OBJECTIF A:
Relevez, parmi les lignes enregistrées ci-dessous, toutes celles qui contiennent la chaîne « pink ».

Rencontre avec Frédéric Schiffter
« Entre l’Ennui et l’Extase se déroule toute
notre expérience du temps ».
E. M. Cioran – « Syllogismes de l’amertume »
Biarritz, un mois d’octobre unique, une journée
d’été en automne, le Casino est à deux pas, la Grande Plage à quatre, l’hôtel du
Palais à un regard, l’océan se repose, les surfeurs doivent flâner ou lire
La Beauté, une éducation esthétique, et qui sait Le charme des
penseurs tristes (*). Dans un salon de velours rouge du Plazza, on peut se
livrer de biais au jeu des questions réponses, et l’ombre portée de quelques
écrivains balnéaires nous accompagne avec légèreté. Que demander de mieux ?
Philippe Chauché :
Au siècle dernier vous avez mis sur « le devant de la scène » une
petite maison d’édition Distance, aujourd’hui disparue, où
vous avez publié quelques classiques très
modernes – Gracian, Ortega y Gasset, Hérault de
Séchelles, Schopenhauer, mais aussi de petits textes
de votre plume, vous vous vouliez éditeur et
auteur ?
Frédéric Schiffter : Il manque à
la liste Clément Rosset et Roland Jaccard, qui, depuis, sont devenus des
amis. Distance était une cabane d’édition. Je ne programmais rien. Je
publiais un texte dès qu’il m’en venait le caprice. Une librairie de Biarritz,
le Bookstore, m’en commandait plus d’une centaine d’exemplaires à l’avance, ce
qui me permettait de payer l’imprimeur. Je n’avais pas de distributeur. Dès que
l’ouvrage sortait des presses, je téléphonais aux libraires parisiens et
provinciaux qui avaient coutume de prendre les livres de Distance en
dépôt-vente. Ainsi fonctionnait, lentement et sans sûreté, ma petite entreprise
sans qualité. Je n’étais pas un éditeur professionnel. Ni même amateur.
Dilettante, plutôt. Certes j’ai édité deux ou trois textes personnels.
Voulais-je devenir auteur ? Je m’essayais à devenir essayiste.
C’était une étape essentielle dans votre
« vie » d’essayiste ?
Deux de mes opuscules datant de cette époque ont
été repris chez des éditeurs professionnels – les Puf et Milan. L’essayiste que
je suis devenu ne rougirait pas trop de serrer la main à l’essayiste que j’étais
alors.
Pourquoi avoir décidé d’en finir avec
Distance ?
Malgré la légèreté de sa
structure, Distance commençait, comme on dit, à me peser. En bon
dilettante, je cultive aussi en moi une nature de velléitaire. Je n’ai plus eu
l’énergie ni le goût de continuer cette activité.
La philosophie est votre métier, vous
l’enseignez, mais c’est aussi votre plaisir ? Vous notez même
que vous vous adonnez à un « honnête amusement ». Vous pouvez
préciser ?

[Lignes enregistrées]
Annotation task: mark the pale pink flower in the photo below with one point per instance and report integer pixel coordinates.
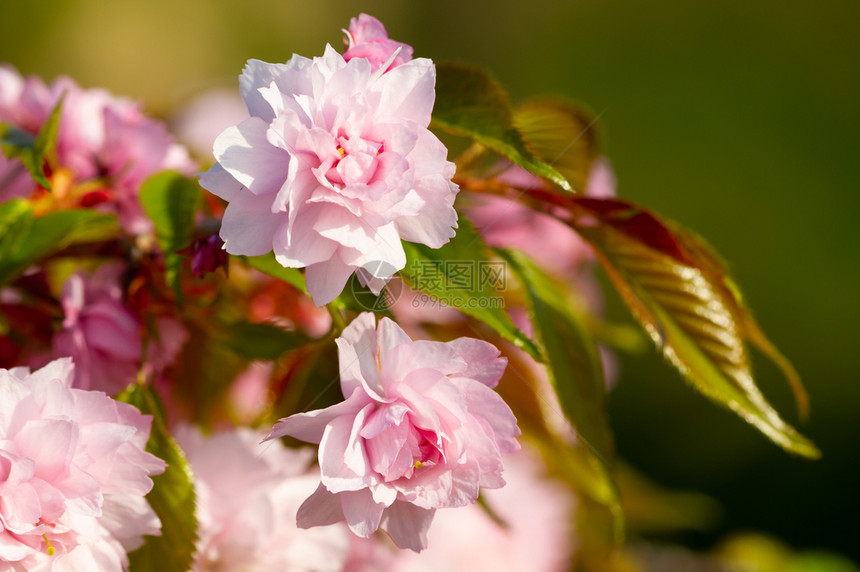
(73, 474)
(104, 337)
(334, 168)
(420, 430)
(367, 38)
(103, 140)
(246, 507)
(202, 119)
(536, 531)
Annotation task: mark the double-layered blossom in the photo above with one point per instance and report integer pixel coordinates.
(334, 168)
(246, 507)
(420, 429)
(529, 526)
(73, 474)
(106, 146)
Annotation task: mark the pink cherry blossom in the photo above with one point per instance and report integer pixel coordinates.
(420, 430)
(104, 337)
(105, 143)
(534, 530)
(73, 474)
(367, 38)
(246, 508)
(334, 167)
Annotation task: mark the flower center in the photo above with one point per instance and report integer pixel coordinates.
(357, 164)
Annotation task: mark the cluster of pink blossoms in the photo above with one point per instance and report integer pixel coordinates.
(334, 168)
(336, 165)
(73, 474)
(106, 147)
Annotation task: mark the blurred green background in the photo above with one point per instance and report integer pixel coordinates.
(739, 119)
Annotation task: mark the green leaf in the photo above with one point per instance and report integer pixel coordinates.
(172, 496)
(576, 374)
(259, 341)
(267, 264)
(470, 103)
(169, 200)
(46, 235)
(32, 151)
(689, 305)
(572, 358)
(460, 275)
(562, 134)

OBJECTIF B:
Reproduisez à l’identique le passage de l’entretien avec Frédéric Schiffter compris entre « Frédéric Schiffter : Il » et « à devenir essayiste. », bornes incluses.

RÉPONSE CORRECTE A:
Annotation task: mark the pale pink flower in the photo below with one point per instance and report integer pixel coordinates.
Annotation task: mark the pink cherry blossom in the photo above with one point per instance and report integer pixel coordinates.
Annotation task: mark the cluster of pink blossoms in the photo above with one point per instance and report integer pixel coordinates.

RÉPONSE CORRECTE B:
Frédéric Schiffter : Il manque à
la liste Clément Rosset et Roland Jaccard, qui, depuis, sont devenus des
amis. Distance était une cabane d’édition. Je ne programmais rien. Je
publiais un texte dès qu’il m’en venait le caprice. Une librairie de Biarritz,
le Bookstore, m’en commandait plus d’une centaine d’exemplaires à l’avance, ce
qui me permettait de payer l’imprimeur. Je n’avais pas de distributeur. Dès que
l’ouvrage sortait des presses, je téléphonais aux libraires parisiens et
provinciaux qui avaient coutume de prendre les livres de Distance en
dépôt-vente. Ainsi fonctionnait, lentement et sans sûreté, ma petite entreprise
sans qualité. Je n’étais pas un éditeur professionnel. Ni même amateur.
Dilettante, plutôt. Certes j’ai édité deux ou trois textes personnels.
Voulais-je devenir auteur ? Je m’essayais à devenir essayiste.